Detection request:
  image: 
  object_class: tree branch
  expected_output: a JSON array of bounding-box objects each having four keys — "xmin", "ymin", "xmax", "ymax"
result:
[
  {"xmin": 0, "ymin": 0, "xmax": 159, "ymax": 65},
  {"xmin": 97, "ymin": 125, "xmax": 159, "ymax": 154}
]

Exercise: Rewrite every line of the material above in full. Scale each bounding-box coordinate by 1.9 and round it to a whole number, rounding halves up, and leave all other text unchanged.

Correct answer:
Detection request:
  image: 
  object_class: tree branch
  expected_output: a JSON array of bounding-box objects each having four keys — "xmin", "ymin", "xmax", "ymax"
result:
[
  {"xmin": 0, "ymin": 0, "xmax": 302, "ymax": 124},
  {"xmin": 184, "ymin": 238, "xmax": 302, "ymax": 293}
]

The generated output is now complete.